Items stored from a collection
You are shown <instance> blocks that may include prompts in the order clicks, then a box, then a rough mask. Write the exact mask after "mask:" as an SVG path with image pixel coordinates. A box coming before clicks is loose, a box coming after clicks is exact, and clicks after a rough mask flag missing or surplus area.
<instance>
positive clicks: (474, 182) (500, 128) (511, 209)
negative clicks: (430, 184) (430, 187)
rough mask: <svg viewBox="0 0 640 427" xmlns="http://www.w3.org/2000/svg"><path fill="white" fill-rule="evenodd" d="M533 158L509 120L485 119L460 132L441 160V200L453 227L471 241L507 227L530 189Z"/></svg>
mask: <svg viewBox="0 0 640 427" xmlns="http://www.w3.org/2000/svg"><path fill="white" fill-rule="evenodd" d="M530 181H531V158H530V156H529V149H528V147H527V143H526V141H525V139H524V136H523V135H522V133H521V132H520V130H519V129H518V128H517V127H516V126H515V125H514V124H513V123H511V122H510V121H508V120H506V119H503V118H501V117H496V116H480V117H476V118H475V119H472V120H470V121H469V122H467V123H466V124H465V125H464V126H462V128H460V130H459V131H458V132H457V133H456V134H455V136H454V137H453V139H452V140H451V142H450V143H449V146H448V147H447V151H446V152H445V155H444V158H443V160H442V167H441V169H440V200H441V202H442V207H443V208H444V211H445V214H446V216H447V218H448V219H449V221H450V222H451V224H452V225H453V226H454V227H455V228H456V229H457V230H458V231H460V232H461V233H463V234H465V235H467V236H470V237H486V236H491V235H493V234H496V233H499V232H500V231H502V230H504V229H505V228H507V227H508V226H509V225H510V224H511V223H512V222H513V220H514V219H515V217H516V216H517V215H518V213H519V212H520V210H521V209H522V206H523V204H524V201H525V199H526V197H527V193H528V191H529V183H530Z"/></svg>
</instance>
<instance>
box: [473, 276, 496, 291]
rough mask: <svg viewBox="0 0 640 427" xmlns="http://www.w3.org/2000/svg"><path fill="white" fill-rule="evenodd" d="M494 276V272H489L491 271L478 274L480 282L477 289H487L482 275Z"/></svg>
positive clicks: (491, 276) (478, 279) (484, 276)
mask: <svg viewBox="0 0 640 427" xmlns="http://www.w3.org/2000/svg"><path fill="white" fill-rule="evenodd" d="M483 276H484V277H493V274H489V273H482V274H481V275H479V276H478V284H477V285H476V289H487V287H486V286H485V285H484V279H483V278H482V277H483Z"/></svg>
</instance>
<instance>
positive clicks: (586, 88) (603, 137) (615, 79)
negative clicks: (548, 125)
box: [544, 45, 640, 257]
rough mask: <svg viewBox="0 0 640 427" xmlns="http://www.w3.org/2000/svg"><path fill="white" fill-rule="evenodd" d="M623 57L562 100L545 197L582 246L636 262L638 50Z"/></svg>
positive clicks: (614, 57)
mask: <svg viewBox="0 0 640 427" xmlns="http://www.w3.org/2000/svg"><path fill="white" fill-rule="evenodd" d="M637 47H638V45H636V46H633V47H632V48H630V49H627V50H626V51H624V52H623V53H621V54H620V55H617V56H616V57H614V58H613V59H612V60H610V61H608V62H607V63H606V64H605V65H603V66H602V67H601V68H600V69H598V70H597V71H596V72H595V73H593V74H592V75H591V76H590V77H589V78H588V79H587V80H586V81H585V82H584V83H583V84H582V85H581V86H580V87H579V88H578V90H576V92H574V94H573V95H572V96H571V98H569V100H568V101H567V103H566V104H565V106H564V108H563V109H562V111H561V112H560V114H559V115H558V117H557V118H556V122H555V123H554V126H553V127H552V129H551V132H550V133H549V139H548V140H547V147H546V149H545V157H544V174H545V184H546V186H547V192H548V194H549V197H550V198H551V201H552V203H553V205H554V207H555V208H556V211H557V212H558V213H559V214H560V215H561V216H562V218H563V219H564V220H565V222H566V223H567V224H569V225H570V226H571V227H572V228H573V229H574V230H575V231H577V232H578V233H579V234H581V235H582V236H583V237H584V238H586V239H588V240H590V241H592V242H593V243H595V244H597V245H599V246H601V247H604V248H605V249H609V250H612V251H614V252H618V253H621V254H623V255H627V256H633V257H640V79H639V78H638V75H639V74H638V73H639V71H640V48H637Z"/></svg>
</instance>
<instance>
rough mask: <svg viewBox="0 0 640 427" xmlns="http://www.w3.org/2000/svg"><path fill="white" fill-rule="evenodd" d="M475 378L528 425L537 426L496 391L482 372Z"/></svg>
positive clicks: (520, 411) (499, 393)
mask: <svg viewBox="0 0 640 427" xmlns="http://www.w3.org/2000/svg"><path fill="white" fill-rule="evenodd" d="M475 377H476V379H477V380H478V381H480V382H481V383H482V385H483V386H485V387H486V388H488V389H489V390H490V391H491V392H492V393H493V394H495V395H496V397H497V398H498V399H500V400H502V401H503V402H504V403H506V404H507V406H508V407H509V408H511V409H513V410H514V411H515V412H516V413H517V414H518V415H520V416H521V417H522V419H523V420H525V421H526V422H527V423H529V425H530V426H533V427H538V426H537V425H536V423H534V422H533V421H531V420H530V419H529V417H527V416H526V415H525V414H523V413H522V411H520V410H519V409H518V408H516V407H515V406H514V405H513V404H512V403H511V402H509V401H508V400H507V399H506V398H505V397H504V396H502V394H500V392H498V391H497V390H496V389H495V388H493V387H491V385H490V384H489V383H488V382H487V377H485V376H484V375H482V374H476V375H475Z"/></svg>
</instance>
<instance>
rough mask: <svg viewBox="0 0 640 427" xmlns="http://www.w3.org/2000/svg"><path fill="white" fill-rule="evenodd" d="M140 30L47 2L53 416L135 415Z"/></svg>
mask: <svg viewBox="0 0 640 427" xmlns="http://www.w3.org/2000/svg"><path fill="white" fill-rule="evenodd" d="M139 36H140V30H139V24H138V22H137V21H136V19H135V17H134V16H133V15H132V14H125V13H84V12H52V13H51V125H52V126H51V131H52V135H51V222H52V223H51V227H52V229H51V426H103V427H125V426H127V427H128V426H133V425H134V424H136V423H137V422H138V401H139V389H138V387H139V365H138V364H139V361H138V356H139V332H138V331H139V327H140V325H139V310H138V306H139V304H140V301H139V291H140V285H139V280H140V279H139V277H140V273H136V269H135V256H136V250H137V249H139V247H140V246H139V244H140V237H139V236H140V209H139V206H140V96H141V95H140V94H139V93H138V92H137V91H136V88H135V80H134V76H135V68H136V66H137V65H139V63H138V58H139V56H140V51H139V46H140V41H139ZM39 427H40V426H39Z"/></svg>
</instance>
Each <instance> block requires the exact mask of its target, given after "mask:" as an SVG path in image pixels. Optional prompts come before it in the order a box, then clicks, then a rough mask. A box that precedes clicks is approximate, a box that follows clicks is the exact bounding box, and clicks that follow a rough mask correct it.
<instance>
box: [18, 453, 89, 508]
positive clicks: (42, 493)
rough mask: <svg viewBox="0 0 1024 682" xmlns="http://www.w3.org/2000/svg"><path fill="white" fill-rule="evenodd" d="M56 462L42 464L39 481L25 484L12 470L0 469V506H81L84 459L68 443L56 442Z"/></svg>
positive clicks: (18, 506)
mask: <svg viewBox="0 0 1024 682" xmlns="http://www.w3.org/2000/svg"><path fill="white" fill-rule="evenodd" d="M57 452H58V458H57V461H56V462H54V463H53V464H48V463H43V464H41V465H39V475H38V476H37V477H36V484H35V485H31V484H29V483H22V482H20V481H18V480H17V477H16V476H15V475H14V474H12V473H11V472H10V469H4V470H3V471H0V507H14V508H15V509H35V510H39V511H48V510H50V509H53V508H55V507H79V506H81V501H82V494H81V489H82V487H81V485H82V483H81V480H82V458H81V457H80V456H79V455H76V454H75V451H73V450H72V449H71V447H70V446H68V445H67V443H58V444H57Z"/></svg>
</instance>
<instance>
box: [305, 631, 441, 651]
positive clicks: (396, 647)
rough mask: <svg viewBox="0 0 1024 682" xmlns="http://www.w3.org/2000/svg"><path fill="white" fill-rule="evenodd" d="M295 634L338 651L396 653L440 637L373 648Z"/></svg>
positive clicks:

§ **AIM OF THE EXERCISE**: Please copy each line of the material above that contains the string "positive". Treat uppercase and lowercase letters as different.

§ **REPLY TO THE TASK**:
positive clicks: (474, 182) (500, 128) (511, 209)
positive clicks: (491, 276) (478, 279) (484, 276)
positive clicks: (586, 88) (603, 137) (615, 79)
positive clicks: (614, 57)
positive clicks: (520, 411) (499, 393)
positive clicks: (42, 493)
positive clicks: (18, 506)
positive clicks: (396, 647)
positive clicks:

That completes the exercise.